## Stated goal a
Reproduce, word for word, the lines of the records below between the line holding "white checked blouse." and the line holding "[646,202,777,657]", inclusive.

## Reading text
The Clean Water Rule restored federal protections to 56 percent of North Carolina waterways and wetlands, including drinking-water sources for 4.7 million people. (SimonQ/Flickr)
The Clean Water Rule restored federal protections to 56 percent of North Carolina waterways and wetlands, including drinking-water sources for 4.7 million people. (SimonQ/Flickr)
June 28, 2017

RALEIGH, N.C. - The Trump administration on Tuesday launched its repeal plans for the Clean Water Rule, sending ripples of concern throughout the conservation community about protecting drinking water, in North Carolina and across the country. However, insiders say that's just part of the story.

The Environmental Protection Agency plans a second effort in the coming months to limit the waterways protected under the larger Clean Water Act. John Rumpler, clean-water program director for Environment North Carolina, said the way the Clean Water Rule repeal was introduced in the U.S. House means it won't go through the typical comment and review periods. He said citizens should be on alert.

"This provision in the bill we saw this week would exempt the rollback of the Clean Water Rule from the Administrative Procedures Act - the basic, core procedural protections that the American people have to ensure that the government is accountable to the people," he said.

A public-comment period of just 30 days is expected.

Finalized in 2015 with widespread public and scientific support, the Clean Water Rule restored federal protections to more than half of North Carolina's streams, which feed waterways such as Dan River and help provide drinking water to 4.7 million North Carolinians. The rule also protects wetlands, which help filter out pollutants and provide wildlife habitat. North Carolina's waterways also contribute to the state's economy through recreation.

## Stated goal b
Transcribe the Clean Water Rule article above exactly, between "The Environmental Protection" and "be on alert.", inclusive.

## Data lines
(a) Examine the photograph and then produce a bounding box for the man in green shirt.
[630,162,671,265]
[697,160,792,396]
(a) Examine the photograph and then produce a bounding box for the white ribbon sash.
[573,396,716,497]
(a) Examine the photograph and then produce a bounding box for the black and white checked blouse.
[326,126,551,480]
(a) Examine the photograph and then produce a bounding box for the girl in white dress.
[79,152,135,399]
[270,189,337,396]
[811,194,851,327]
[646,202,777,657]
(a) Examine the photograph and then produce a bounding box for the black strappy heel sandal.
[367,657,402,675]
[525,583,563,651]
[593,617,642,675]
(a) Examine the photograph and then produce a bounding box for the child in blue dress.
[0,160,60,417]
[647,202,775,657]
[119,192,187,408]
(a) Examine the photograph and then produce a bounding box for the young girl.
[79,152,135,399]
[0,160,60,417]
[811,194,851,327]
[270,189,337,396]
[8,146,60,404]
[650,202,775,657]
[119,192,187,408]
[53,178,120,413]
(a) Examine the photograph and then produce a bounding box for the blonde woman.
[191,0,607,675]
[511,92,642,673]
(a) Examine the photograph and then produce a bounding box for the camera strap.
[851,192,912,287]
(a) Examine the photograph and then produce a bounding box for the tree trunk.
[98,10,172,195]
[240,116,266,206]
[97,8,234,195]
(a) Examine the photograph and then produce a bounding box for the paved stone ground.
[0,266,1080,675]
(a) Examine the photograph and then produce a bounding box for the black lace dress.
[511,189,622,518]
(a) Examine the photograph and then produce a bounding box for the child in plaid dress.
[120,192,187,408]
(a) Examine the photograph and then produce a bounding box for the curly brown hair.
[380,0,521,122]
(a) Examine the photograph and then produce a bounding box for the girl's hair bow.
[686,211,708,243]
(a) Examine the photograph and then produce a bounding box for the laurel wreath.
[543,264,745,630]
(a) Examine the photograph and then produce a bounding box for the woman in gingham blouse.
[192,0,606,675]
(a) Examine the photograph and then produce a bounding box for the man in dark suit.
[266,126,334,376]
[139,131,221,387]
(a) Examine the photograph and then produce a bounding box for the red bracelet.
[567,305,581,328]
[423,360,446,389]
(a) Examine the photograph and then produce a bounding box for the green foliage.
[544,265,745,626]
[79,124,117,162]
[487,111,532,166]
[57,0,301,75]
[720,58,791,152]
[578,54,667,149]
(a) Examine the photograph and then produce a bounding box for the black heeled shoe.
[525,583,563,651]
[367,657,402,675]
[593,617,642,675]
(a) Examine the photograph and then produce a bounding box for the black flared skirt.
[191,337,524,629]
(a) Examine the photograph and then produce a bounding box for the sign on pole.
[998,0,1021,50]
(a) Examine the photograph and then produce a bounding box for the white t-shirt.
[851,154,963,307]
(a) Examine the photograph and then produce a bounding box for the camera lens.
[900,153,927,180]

## Complete output a
(a) Examine the photograph and then produce a bounding box for the black and white checked blouse.
[326,126,551,480]
(a) Examine the photograph and then produce a bounding box for the girl in white dress.
[79,152,135,399]
[270,189,337,396]
[811,194,851,327]
[646,202,777,657]

## Complete output b
The Environmental Protection Agency plans a second effort in the coming months to limit the waterways protected under the larger Clean Water Act. John Rumpler, clean-water program director for Environment North Carolina, said the way the Clean Water Rule repeal was introduced in the U.S. House means it won't go through the typical comment and review periods. He said citizens should be on alert.